--- start of MATERIAL FOR THIS EXERCISE ---

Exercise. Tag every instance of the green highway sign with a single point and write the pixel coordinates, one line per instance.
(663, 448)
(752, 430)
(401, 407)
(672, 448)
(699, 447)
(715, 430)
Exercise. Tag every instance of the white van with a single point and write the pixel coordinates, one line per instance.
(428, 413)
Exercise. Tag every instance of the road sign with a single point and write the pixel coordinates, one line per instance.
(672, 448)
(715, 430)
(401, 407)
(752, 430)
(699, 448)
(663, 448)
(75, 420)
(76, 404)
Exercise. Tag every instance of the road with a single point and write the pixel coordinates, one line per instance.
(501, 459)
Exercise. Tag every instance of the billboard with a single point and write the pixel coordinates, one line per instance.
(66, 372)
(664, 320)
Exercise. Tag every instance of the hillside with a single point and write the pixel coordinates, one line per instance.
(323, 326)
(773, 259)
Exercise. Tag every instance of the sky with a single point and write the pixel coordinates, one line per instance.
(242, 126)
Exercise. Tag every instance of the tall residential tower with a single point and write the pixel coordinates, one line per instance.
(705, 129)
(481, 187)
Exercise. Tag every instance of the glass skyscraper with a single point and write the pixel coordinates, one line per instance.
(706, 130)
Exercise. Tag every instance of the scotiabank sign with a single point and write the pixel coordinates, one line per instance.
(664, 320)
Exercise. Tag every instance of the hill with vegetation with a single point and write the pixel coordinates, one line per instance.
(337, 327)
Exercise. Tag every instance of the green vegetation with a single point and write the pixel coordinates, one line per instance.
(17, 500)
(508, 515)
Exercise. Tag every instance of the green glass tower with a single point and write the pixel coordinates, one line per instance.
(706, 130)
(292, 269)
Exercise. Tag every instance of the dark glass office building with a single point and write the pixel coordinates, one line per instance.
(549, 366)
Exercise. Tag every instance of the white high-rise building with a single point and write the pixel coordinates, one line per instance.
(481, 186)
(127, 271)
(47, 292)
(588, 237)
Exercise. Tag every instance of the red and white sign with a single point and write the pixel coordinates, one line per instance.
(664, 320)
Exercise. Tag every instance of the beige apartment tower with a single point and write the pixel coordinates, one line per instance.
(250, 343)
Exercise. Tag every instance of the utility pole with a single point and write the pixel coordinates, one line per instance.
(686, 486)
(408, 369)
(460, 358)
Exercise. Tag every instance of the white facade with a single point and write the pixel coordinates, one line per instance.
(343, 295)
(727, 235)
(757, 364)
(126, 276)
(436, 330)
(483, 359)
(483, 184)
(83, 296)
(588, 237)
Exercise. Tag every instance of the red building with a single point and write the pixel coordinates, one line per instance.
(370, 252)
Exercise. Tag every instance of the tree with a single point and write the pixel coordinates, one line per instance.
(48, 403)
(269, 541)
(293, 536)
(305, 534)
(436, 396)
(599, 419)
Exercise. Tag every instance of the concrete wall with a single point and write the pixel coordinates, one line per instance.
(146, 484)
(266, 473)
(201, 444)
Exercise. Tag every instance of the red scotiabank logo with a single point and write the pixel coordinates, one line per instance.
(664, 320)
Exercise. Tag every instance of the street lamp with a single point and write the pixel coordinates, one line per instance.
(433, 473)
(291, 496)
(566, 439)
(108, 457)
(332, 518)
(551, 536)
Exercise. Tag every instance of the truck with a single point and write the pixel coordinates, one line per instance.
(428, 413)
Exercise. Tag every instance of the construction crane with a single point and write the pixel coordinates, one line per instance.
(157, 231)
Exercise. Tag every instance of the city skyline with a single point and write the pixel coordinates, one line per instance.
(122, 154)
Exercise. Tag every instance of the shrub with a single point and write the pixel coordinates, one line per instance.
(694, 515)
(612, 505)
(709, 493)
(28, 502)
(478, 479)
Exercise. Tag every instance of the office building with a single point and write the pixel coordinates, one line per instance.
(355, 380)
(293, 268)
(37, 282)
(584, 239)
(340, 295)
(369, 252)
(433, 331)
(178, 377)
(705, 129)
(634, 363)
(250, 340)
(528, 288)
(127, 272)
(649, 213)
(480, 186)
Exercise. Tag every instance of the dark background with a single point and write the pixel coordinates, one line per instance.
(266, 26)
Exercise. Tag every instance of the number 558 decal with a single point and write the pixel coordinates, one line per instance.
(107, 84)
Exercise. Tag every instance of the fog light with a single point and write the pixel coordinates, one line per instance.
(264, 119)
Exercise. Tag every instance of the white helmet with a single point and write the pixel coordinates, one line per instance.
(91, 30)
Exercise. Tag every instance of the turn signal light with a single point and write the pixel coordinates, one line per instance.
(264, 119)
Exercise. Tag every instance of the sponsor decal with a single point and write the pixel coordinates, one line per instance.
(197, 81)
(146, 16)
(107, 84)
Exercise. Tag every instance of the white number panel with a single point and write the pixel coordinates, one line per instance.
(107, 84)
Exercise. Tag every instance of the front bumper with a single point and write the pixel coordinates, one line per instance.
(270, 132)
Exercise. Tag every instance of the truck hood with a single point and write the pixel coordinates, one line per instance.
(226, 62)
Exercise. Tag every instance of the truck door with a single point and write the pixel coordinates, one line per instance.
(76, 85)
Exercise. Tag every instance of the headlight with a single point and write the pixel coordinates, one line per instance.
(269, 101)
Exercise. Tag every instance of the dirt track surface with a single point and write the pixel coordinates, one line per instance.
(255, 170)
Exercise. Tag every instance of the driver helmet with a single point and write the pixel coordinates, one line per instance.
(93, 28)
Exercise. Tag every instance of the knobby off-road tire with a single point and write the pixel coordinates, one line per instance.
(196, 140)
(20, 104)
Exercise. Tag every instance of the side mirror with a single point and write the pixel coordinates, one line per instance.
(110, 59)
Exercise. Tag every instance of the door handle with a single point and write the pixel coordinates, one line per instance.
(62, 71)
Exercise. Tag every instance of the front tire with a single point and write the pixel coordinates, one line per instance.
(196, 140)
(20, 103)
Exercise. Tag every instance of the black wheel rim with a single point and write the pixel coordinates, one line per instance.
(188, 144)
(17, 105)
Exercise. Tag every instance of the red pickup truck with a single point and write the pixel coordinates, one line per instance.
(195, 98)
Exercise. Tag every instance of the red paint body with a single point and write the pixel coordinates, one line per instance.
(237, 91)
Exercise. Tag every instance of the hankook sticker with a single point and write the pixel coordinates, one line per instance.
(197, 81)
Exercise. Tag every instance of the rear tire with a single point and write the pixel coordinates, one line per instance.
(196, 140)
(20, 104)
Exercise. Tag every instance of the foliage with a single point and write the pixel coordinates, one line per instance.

--- end of MATERIAL FOR THIS EXERCISE ---

- REQUEST
Provide all the records again, word for word.

- RESULT
Exercise. Tag every instance of the green highway sign with a single point and write the pixel coordinates, one line per instance.
(663, 448)
(752, 430)
(401, 407)
(672, 448)
(699, 447)
(715, 430)
Exercise. Tag every instance of the white van with a single point and write the pixel coordinates, one line per instance.
(428, 413)
Exercise. Tag every instance of the road sign with a single point and write the pixel coordinates, one line per instance.
(672, 448)
(715, 430)
(401, 407)
(752, 430)
(699, 448)
(663, 448)
(75, 420)
(76, 404)
Exercise. Tag every instance of the road with a single point and write the pixel coordinates, one line per instance.
(501, 459)
Exercise. Tag every instance of the billboard with a single point and write the pixel coordinates, one line per instance.
(66, 372)
(664, 320)
Exercise. Tag every instance of the hillside with a single point and write the pixel coordinates, one line per instance.
(323, 326)
(773, 259)
Exercise. Tag every instance of the sky with a single point and write the pixel coordinates, one line per instance.
(242, 126)
Exercise. Tag every instance of the tall residential tower with a single point and write the pixel coordinates, one line per instance.
(705, 129)
(481, 187)
Exercise. Tag every instance of the glass skyscraper with a single point and write the pixel coordinates, one line per instance.
(706, 130)
Exercise. Tag every instance of the scotiabank sign with a single point and write the pixel coordinates, one line per instance.
(664, 320)
Exercise. Tag every instance of the hill with vegetation with a single point and write the pixel coordinates, one line per instance.
(337, 327)
Exercise. Tag every instance of the green vegetation with a single point and write the pixel coordinates, one line per instance.
(17, 500)
(508, 515)
Exercise. Tag every instance of the green glass tower with a single point and write the pixel coordinates, one line per instance.
(706, 130)
(292, 269)
Exercise. Tag every instance of the dark glass office building with a single point and write the pixel coordinates, one line per instance.
(549, 366)
Exercise. Tag every instance of the white high-rise building with a single point and write the pixel coordinates, one line per instance.
(481, 186)
(127, 271)
(47, 292)
(588, 237)
Exercise. Tag every instance of the red and white sign with a single point and write the pixel coordinates, one line per instance.
(664, 320)
Exercise. Tag every instance of the beige apartment tower with a single point and write the pixel coordinates, one line per instance.
(250, 343)
Exercise. Tag every instance of the utility pole with a single point and write the pixel coordinates, one line per instance.
(686, 486)
(408, 369)
(460, 358)
Exercise. Tag every instance of the white facade with a single point and write the pixel coordinates, one line per instance.
(343, 295)
(727, 235)
(757, 364)
(126, 276)
(436, 330)
(483, 359)
(483, 184)
(83, 296)
(588, 237)
Exercise. Tag every instance of the red building with a single point and write the pixel coordinates, one line per instance.
(370, 252)
Exercise. Tag every instance of the tree with a single point and write the pixel coordinates, one line per instance.
(48, 403)
(269, 541)
(293, 536)
(305, 534)
(436, 396)
(599, 419)
Exercise. Tag every instance of the concrete wall with a single point and write the pixel coordinates, one line per instance.
(146, 484)
(266, 473)
(201, 444)
Exercise. Tag every instance of the red scotiabank logo with a single point and write the pixel coordinates, one line per instance.
(664, 320)
Exercise. Tag every instance of the street lamp with a single point and write the pixel coordinates, one line per instance.
(433, 473)
(291, 496)
(566, 439)
(108, 457)
(332, 518)
(551, 536)
Exercise. Tag every instance of the truck with a single point and write the pixel coordinates, one line per instance.
(428, 413)
Exercise. Tag every instance of the construction crane with a single point and write the pixel coordinates, one line per instance.
(157, 231)
Exercise. Tag every instance of the city skyline with a single point and write the pixel coordinates, one line per instance.
(122, 154)
Exercise. Tag every instance of the shrub with a single point and write the pixel coordinates, one line per instance.
(694, 515)
(612, 505)
(709, 493)
(28, 502)
(478, 479)
Exercise. Tag every instance of the office building with a single point and write the pixel coordinates, one line per instance.
(355, 380)
(293, 268)
(37, 282)
(584, 239)
(340, 295)
(369, 252)
(433, 331)
(178, 377)
(705, 129)
(634, 363)
(250, 340)
(528, 288)
(127, 272)
(649, 213)
(480, 186)
Exercise. Tag every instance of the dark background with a single point and write the pixel coordinates, one line per instance.
(266, 26)
Exercise. Tag every instance of the number 558 decal with a single point and write the pixel coordinates, one line per instance.
(107, 84)
Exercise. Tag every instance of the fog light with a single point and write the pixel coordinates, one line per instance.
(264, 119)
Exercise. Tag every instance of the white helmet with a single point and write the pixel coordinates, one line per instance.
(91, 30)
Exercise. Tag every instance of the turn signal light with a single point and write the pixel coordinates, one line per instance.
(264, 119)
Exercise. Tag every instance of the sponsor decal with a single point and write the pixel coordinates, one line per instance.
(197, 81)
(146, 16)
(107, 84)
Exercise. Tag every instance of the white number panel with a single point and write the pixel coordinates, one line per instance.
(107, 84)
Exercise. Tag every instance of the front bumper with a single point and write the pixel coordinates, one line per instance.
(270, 132)
Exercise. Tag every instance of the truck hood with a single point and write the pixel coordinates, one line per instance.
(226, 62)
Exercise. Tag every instance of the truck door with a single point and write the pixel coordinates, one line per instance.
(76, 85)
Exercise. Tag every instance of the headlight with a single point and write the pixel coordinates, one line per instance.
(269, 101)
Exercise. Tag every instance of the dirt track surface with a single point and write the pixel coordinates, one line per instance.
(255, 170)
Exercise. Tag every instance of the driver helmet with a single point and write the pixel coordinates, one line per instance.
(93, 28)
Exercise. Tag every instance of the knobby off-road tire with a single point and write the pixel coordinates, one line per instance.
(196, 140)
(20, 104)
Exercise. Tag every instance of the side mirror with a single point and write the pixel coordinates, one line per instance.
(110, 59)
Exercise. Tag every instance of the door handle with a single point and write the pixel coordinates, one line per instance.
(62, 71)
Exercise. Tag every instance of the front tire with a single point and write the pixel coordinates, one line per instance.
(196, 140)
(20, 103)
Exercise. Tag every instance of the black wheel rim with a single point and write the pixel coordinates, one line per instance.
(188, 144)
(17, 105)
Exercise. Tag every instance of the red pickup truck with a single point and write the pixel coordinates, one line per instance.
(195, 98)
Exercise. Tag every instance of the red paint body with a single point and write the pixel coordinates, one line per instance.
(237, 91)
Exercise. Tag every instance of the hankook sticker with a single point and write the pixel coordinates, one line per instance.
(197, 81)
Exercise. Tag every instance of the rear tire with a single point and write the pixel coordinates, one line per instance.
(196, 140)
(20, 104)
Exercise. Tag every instance of the foliage with a single point and write the pixel coordinates, one line per instance.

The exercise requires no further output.